◆ **Do this**
Turn the lines starting at the first one and ending at the line that contains "column 35, row 543", both included, into a Markdown table with the columns No. and Line, one row per line. Skip blank lines, and leave the pictures out.

(Excerpts of location labeling lines)
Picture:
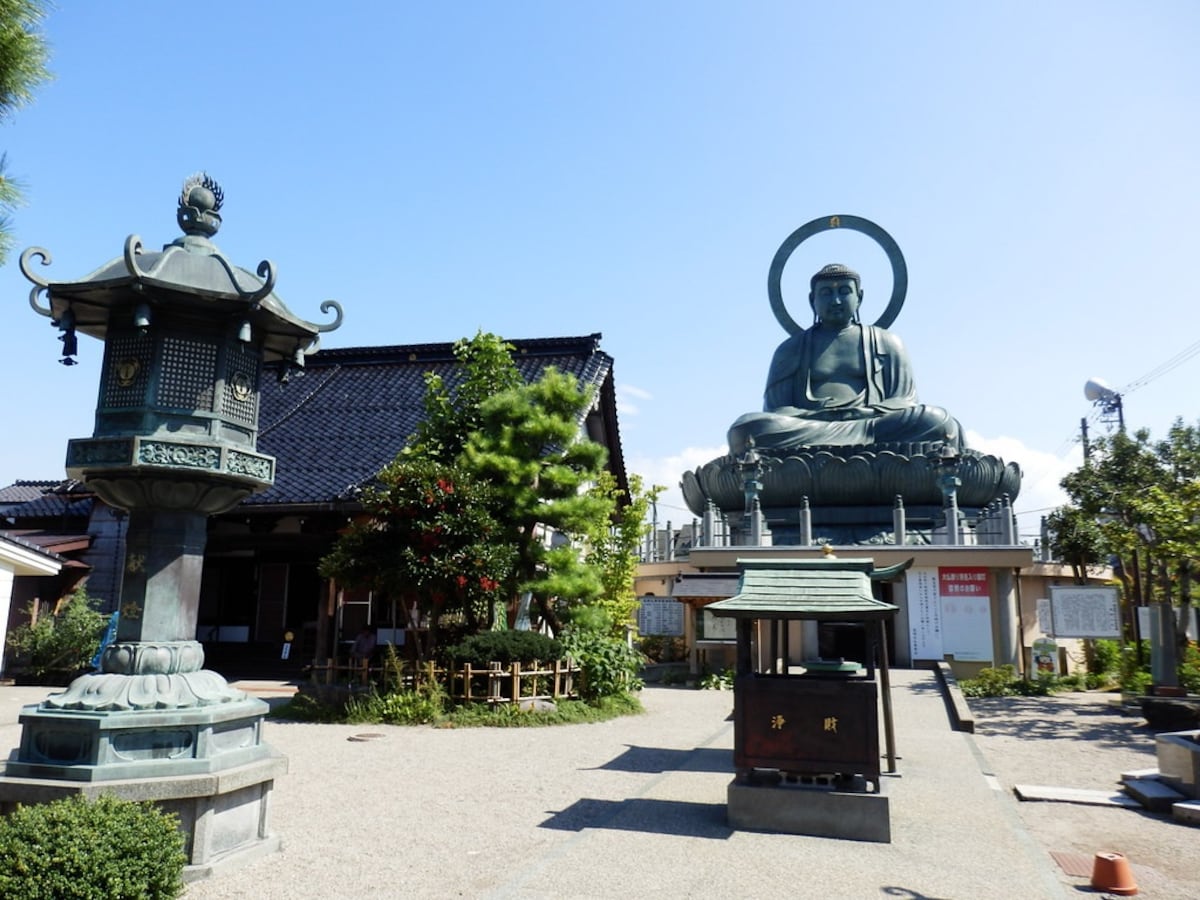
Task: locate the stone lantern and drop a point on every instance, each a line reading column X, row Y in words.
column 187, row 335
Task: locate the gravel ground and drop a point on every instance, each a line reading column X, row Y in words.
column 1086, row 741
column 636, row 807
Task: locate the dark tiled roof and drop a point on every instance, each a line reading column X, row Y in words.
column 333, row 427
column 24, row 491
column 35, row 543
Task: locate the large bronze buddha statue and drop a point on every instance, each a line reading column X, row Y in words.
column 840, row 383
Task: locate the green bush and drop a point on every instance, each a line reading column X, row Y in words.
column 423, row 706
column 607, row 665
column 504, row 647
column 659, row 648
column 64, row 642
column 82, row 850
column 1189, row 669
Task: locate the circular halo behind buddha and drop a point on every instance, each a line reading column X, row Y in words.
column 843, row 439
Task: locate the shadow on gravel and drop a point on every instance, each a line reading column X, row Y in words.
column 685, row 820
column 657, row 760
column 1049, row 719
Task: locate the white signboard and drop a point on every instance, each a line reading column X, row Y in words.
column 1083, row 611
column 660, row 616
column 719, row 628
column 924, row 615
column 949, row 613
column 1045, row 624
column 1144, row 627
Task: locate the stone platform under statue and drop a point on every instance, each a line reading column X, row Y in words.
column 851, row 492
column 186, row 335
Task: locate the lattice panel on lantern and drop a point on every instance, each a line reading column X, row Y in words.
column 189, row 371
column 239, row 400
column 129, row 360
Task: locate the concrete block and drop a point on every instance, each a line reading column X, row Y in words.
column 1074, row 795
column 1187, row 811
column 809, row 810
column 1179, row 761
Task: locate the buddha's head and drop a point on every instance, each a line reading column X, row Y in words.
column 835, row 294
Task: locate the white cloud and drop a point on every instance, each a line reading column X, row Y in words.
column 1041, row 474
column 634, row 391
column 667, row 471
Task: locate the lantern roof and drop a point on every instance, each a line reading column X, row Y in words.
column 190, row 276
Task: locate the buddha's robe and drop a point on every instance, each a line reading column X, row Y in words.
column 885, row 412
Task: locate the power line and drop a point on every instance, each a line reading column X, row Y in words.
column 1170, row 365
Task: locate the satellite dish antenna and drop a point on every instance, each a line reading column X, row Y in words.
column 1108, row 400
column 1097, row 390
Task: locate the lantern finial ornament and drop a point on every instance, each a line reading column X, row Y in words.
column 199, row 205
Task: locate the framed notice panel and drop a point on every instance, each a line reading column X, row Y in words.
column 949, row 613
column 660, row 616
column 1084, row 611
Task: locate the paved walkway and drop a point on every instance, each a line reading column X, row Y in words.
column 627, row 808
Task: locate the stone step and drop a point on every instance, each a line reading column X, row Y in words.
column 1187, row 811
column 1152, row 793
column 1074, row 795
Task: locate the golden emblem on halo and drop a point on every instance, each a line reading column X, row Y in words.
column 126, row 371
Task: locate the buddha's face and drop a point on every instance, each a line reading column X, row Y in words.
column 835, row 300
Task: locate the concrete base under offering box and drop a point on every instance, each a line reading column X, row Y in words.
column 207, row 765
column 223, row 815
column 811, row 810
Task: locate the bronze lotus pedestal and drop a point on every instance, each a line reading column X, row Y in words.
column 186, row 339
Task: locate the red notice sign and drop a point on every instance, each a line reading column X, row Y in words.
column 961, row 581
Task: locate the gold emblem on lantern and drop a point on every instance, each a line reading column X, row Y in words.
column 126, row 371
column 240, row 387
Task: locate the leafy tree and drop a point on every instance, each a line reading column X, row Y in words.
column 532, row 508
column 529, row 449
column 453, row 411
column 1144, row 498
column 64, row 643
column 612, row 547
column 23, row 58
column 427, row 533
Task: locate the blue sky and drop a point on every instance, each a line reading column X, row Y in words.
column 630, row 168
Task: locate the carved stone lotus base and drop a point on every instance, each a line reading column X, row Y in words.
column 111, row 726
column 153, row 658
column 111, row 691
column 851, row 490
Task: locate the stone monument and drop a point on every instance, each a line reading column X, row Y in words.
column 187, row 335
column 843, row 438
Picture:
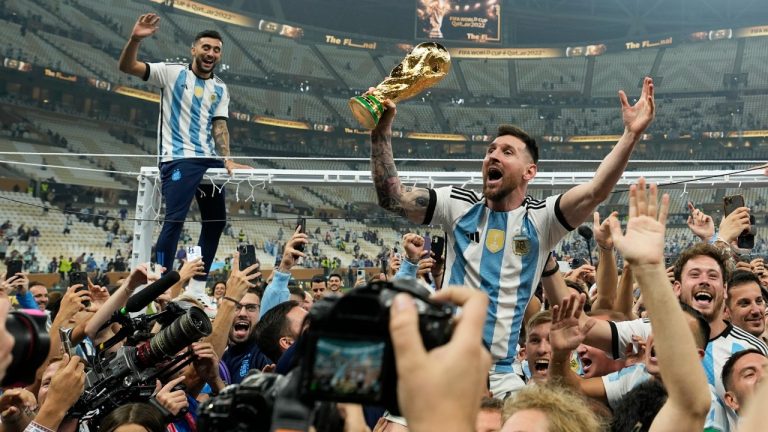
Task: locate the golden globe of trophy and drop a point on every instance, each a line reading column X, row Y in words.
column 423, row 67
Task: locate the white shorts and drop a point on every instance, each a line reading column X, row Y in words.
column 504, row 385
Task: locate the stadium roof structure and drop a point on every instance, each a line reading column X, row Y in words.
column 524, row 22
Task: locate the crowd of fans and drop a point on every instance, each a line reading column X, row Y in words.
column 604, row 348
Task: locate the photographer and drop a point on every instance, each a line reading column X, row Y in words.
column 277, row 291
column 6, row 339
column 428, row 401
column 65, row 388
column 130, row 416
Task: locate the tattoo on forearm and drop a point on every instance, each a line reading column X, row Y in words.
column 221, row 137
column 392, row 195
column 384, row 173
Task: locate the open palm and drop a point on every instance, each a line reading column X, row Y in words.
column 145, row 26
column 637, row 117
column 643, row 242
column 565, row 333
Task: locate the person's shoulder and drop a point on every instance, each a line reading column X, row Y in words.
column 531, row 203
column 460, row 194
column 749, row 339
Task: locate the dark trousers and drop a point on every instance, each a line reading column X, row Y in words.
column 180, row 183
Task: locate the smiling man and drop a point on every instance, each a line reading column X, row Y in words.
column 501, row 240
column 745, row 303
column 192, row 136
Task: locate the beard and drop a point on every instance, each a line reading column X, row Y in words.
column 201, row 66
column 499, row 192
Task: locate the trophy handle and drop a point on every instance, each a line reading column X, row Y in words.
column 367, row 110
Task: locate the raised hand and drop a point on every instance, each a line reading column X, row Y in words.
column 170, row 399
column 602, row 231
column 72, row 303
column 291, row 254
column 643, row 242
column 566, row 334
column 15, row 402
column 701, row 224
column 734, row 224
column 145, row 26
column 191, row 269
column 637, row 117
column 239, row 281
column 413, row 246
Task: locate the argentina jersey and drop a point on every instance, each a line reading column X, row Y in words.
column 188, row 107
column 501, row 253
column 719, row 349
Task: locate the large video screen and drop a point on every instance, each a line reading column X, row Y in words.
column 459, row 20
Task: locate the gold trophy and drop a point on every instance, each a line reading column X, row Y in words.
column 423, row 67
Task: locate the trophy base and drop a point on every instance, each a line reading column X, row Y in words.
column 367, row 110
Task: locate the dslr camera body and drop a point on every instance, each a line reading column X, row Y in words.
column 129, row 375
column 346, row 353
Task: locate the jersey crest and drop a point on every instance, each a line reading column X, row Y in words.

◆ **Answer to this exercise**
| No. | Line |
|---|---|
| 1 | Picture: |
| 2 | Task: locate the stone lantern and drop a point on every instance, each a line reading column X, row Y in words. |
| 3 | column 187, row 335 |
| 4 | Task: locate the gravel ground and drop a point on every instance, each a line reading column X, row Y in words. |
| 5 | column 1086, row 741 |
| 6 | column 636, row 807 |
| 7 | Task: locate the dark tiled roof and drop a point on every instance, each a line reading column X, row Y in words. |
| 8 | column 333, row 427 |
| 9 | column 24, row 491 |
| 10 | column 35, row 543 |